• [Set task 1]: Read the biography of George Arthur Woodford below and say whether each statement agrees with it, answering yes or no and quoting the words that settle it: (a) Woodford joined Norwich City as an amateur in October 1934. (b) Woodford's first game for Southampton ended in a loss. (c) Woodford could play with only one foot.

• [Provided text]:
────────
George Arthur Woodford (22 April 1915 – 21 April 1966) was an English professional footballer who played as a full back for Norwich City and Southampton in the 1930s.

Football career
Woodford was born at Lymington, but started his professional career at Norwich City. He had been spotted by Norwich City's scout in Hampshire, the former Southampton player, Jim Angell. He joined the Canaries as an amateur in October 1934, signing a professional contract in September 1935. He made his first-team debut on 4 April 1936 in a Second Division draw with Bradford City. After making ten league appearances for Norwich, Woodford followed manager Tom Parker to Second Division rivals Southampton in June 1937.

At The Dell, Woodford was used as cover for Charles Sillett and Arthur Roberts. He made his debut for the Saints at left back in a 3–1 victory against his former club, Norwich City, on New Year's Day 1938, when Roberts was injured. His next match was a fortnight later in a 3–0 defeat at Aston Villa, following which Roberts returned to the side. Woodford was "able to use both feet with equal facility" whose "outstanding traits (were) his industry and mobility".
────────
• [Set task 2]: From the rows below, gather every line that contains the word "road".

• [Supplied data]:
────────
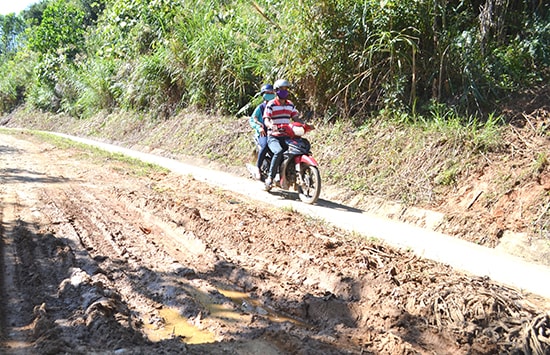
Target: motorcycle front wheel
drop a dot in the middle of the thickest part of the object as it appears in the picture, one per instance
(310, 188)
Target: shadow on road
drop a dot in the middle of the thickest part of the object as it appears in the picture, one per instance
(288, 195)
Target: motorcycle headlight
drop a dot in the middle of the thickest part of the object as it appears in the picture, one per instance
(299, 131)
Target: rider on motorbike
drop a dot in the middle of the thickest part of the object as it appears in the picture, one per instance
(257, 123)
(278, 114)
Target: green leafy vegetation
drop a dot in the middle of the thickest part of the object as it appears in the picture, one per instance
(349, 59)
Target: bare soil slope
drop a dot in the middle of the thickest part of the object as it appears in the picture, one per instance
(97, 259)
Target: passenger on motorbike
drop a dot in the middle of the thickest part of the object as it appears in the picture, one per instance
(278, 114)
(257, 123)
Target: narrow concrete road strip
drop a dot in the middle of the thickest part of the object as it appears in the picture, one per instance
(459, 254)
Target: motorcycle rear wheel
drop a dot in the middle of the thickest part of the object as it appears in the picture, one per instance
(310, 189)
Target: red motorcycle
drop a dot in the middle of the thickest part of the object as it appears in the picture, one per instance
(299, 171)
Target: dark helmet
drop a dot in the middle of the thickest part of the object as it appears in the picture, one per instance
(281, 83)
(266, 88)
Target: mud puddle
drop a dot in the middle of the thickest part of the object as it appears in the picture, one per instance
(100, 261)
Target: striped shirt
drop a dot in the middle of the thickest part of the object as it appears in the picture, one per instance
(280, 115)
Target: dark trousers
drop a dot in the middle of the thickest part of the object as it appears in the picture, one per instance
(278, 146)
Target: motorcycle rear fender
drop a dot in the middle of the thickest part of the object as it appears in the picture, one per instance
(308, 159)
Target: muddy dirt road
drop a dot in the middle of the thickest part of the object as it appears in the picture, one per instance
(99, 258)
────────
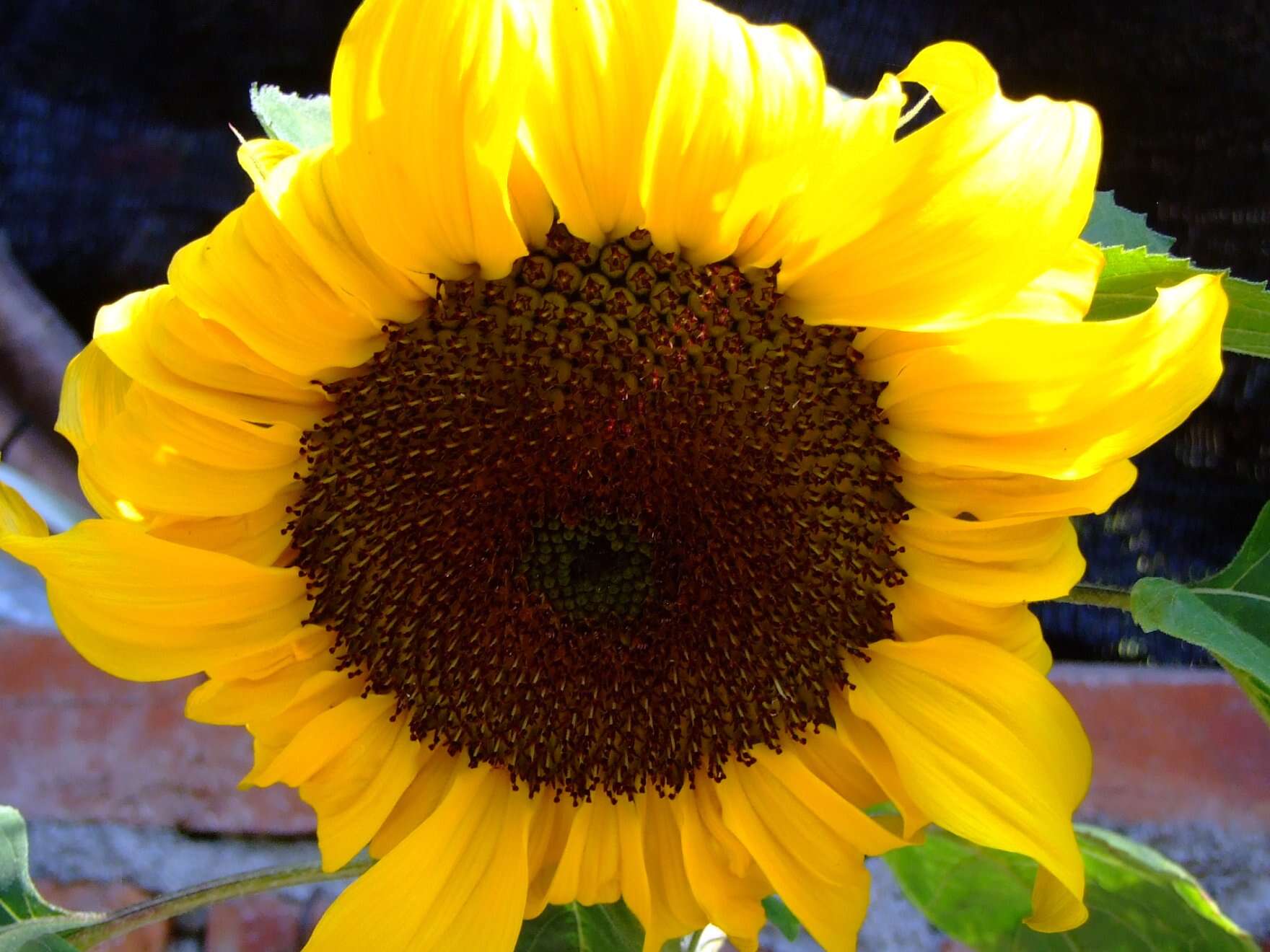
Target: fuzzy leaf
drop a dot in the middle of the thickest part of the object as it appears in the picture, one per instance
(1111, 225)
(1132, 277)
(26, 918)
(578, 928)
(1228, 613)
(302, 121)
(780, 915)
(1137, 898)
────────
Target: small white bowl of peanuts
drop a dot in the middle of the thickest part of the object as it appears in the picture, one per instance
────────
• [Exercise result 1]:
(a) Yes: "He joined the Canaries as an amateur in October 1934"
(b) No: "He made his debut for the Saints at left back in a 3–1 victory against his former club, Norwich City"
(c) No: "able to use both feet with equal facility"

• [Exercise result 2]:
Target: shadow on road
Target: narrow concrete road strip
Target: muddy dirt road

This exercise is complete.